“Você reconhece ela?”, pergunto ao garçom, no instante em que Gleide Ângelo se afasta para fazer as fotos que ilustram este perfil. “Claro”, responde sem hesitar, “É aquela delegada rocheda. Ela é uma celebridade”. Acertou no alvo, duas vezes, Gleide é delegada e celebridade, a ponto de não poder passear em paz pelo vuco-vuco, a vizinhança formada pelas ruas das Calçadas, da Praia e Direita (entre outras) onde compra os componentes que possibilitam a prática do seu principal hobby: fazer bijuterias. A todo momento os “fãs” a abordam, seja apenas para cumprimentá-la pelo seu trabalho e/ou, um passo adiante, pedindo para posar para a indefectível foto que, seguramente, irá ornamentar alguns perfis no Facebook ou Instagram.
Os adornos que produz falam muito sobre sua personalidade: colorida, carismática, singular, generosa. “Eu fico morrendo de vergonha porque isso que faço é apenas o meu trabalho na polícia”, diz, com razão. Talvez seja a composição policromática do seu visual: cabelos em semitons de rubro, do vermelho-sangue ao bordeaux profundo, maquiagem caprichada, esmaltes vivos, roupas coordenadas por cores sólidas. Talvez seja o contraponto de forma e função: a gentileza exterior em contraposição à firmeza interior. Tudo, em Gleide Ângelo, atrai o olhar.

▸ **Registros de dados salvos**:
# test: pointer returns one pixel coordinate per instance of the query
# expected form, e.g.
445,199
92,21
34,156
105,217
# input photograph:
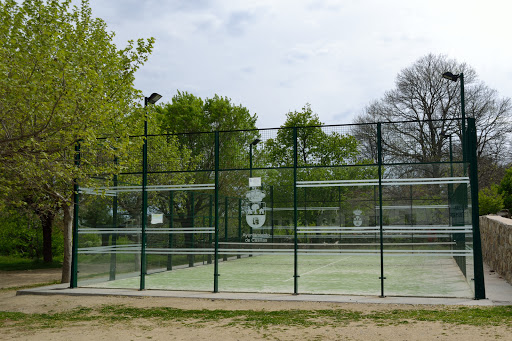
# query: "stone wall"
496,235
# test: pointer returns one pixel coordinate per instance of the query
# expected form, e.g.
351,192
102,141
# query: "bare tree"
421,95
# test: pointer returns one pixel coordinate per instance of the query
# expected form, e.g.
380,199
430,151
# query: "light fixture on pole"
449,136
253,143
151,100
454,78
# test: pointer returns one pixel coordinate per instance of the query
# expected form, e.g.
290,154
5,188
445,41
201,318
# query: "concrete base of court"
498,292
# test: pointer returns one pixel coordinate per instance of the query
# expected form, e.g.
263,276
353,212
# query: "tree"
505,189
422,95
489,200
63,81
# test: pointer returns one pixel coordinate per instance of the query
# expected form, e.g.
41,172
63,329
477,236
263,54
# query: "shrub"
490,200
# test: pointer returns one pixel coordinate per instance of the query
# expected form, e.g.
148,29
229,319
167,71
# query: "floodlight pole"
454,78
151,100
253,143
76,199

▸ **O QUE FAZER**:
1. Segundo o perfil de Gleide Ângelo, qual é o principal hobby dela?
2. Reproduza palavra por palavra o trecho do perfil de Gleide Ângelo que vai de "Os adornos que" até "atrai o olhar.".
3. Escreva a continuação do perfil de Gleide Ângelo a partir do ponto em que ele termina.

▸ **RESPOSTAS POR TAREFA**:
1. Fazer bijuterias.

2.
Os adornos que produz falam muito sobre sua personalidade: colorida, carismática, singular, generosa. “Eu fico morrendo de vergonha porque isso que faço é apenas o meu trabalho na polícia”, diz, com razão. Talvez seja a composição policromática do seu visual: cabelos em semitons de rubro, do vermelho-sangue ao bordeaux profundo, maquiagem caprichada, esmaltes vivos, roupas coordenadas por cores sólidas. Talvez seja o contraponto de forma e função: a gentileza exterior em contraposição à firmeza interior. Tudo, em Gleide Ângelo, atrai o olhar.

3.
As lembranças mais felizes da infância de Gleide Ângelo vão dos 7 aos 13 anos, quando, ao lado dos irmãos , Gabriel e Gerson, fazia parte do time de natação do Sport. Treinava sem parar, às vezes às 5 da manhã, mas não era, propriamente, o esporte que a atraía, mas a convivência com os amigos que fazia no Parque Aquático do clube, jogando totó e sinuca depois dos treinos, comendo “batata à francesa”, como chamavam as fritas na época. Até hoje o sabor está impresso na memória, nunca mais provou outras iguais. A entrada na adolescência foi marcada pela morte da mãe, Isabel, aos 39 anos, de câncer de mama.
Foi um período cinza compensado pelas cores que, já então, escolhia para as roupas. O pai, Dimas, falecido há seis anos, aos 80 anos, trabalhava demais, entre Recife e Maceió, e os órfãos tiveram que aprender a se virar bem cedo. “Ele dava dinheiro para a gente se vestir. Meus irmãos investiam tudo em tênis de marca, eu dividia o dinheiro em itens bem baratinhos, mas que pudessem combinar de várias formas. Comprava um par de tênis branco e vários cadarços coloridos”, lembra.
Talvez venha daí, também, a dor que lhe abate sempre que tem como missão, além de investigar o culpado pelo assassinato, transmitir à mãe da vítima a notícia. “Acho que só existe uma dor mais forte do que perder a mãe. É a da mãe que perde seu filho”, diz ela, que gerou duas crianças, Luiz Eduardo e Maria Eduarda, hoje com 18 e 16 anos.
“Quando eu tive que dizer à mãe do rapaz, Paulo Ricardo, que ele havia morrido quando o acertaram com uma bacia sanitária, antes de qualquer coisa, eu me tranquei no carro e orei”, confessa Gleide, que é evangélica desde 2000. Ela enfatiza que esta denominação aplica-se a ela especificamente por que ela crê no livro sagrado, e não propriamente porque se atrela a alguma igreja. E os exemplos de fé a acompanham na rotina que ela define com um só adjetivo: “pesada”.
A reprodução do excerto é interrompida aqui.